Yapacağınız iş: Alıntıyı iki cümlede nasıl özetlersiniz?

Alıntı:
★ ★ ★ ★ ★
Kim demiş kuşlar hapishaneye giremez diye!

Geçtiğimiz ay 'Duvara bir çizik at' adlı öyküsü ile SuperHaber okurları ile tanışan yazar Serpil Tuncer'in ekim ayı öyküsü ise 19 yaşında girdiği hapiste tam 53 yıl geçiren 'Alkatraz Kuşçusu'nun gerçek hikayesini anlatıyor. "Kim demiş kuşlar hapishaneye giremez diye!" adlı öyküsünde Tuncer, 'Kuş Adam' olarak da bilinen Robert Franklin Stroud'un çarpıcı yaşamını irdeliyor...

KİM DEMİŞ KUŞLAR HAPİSHANEYE GİREMEZ DİYE!

Bir hapishane düşünün ki bir adanın üzerinde olsun. Deniz, güneş, kum, aman ne güzel diyebilirsiniz ama hapishane adı üstün de hapishanedir. Demir parmakların ardındaysanız tüm bu güzelliklerin ne anlamı olabilir ki? İnsan özgür olduğu sürece insandır. Mahkûmluğa esir verilmiş bir özgürlük, insanı bütün insani yargılardan uzaklaştırır.
★ ★ ★ ★ ★
Veri kesiti:
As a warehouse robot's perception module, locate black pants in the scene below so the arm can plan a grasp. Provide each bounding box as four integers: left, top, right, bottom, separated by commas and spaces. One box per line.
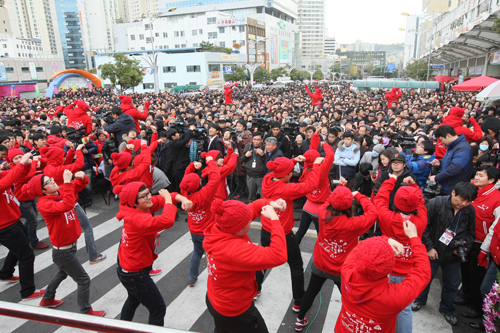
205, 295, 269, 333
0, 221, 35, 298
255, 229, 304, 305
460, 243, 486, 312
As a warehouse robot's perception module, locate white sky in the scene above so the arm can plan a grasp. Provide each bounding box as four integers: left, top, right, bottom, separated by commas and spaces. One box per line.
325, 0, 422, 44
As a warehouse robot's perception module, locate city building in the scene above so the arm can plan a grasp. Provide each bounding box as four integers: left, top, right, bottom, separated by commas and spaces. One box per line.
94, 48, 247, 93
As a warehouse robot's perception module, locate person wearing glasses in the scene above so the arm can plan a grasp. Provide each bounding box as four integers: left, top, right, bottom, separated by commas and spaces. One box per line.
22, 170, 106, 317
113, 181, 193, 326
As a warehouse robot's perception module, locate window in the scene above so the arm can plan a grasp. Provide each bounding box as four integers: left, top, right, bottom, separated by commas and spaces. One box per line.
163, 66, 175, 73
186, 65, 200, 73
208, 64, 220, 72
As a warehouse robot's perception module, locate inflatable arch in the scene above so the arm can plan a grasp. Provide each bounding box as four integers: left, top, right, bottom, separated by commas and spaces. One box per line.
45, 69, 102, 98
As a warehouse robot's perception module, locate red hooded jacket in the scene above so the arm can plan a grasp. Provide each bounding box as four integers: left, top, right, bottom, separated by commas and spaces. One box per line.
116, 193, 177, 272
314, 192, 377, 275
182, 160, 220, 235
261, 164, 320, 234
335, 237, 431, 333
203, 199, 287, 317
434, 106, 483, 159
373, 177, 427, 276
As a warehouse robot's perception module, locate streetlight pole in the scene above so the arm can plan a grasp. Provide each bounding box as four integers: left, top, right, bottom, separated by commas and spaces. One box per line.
★ ★ ★ ★ ★
Sorunun yanıtı: Yazar Serpil Tuncer'in ekim ayı öyküsü, 19 yaşında girdiği hapiste tam 53 yıl geçiren ve "Kuş Adam" olarak da bilinen Robert Franklin Stroud'un, yani "Alkatraz Kuşçusu"nun gerçek hikâyesini anlatıyor. Öykü, bir adadaki hapishanenin deniz, güneş ve kum gibi güzelliklerinin demir parmaklıklar ardında bir anlamı olmadığını ve insanın ancak özgür olduğu sürece insan olduğunu söyleyerek açılıyor.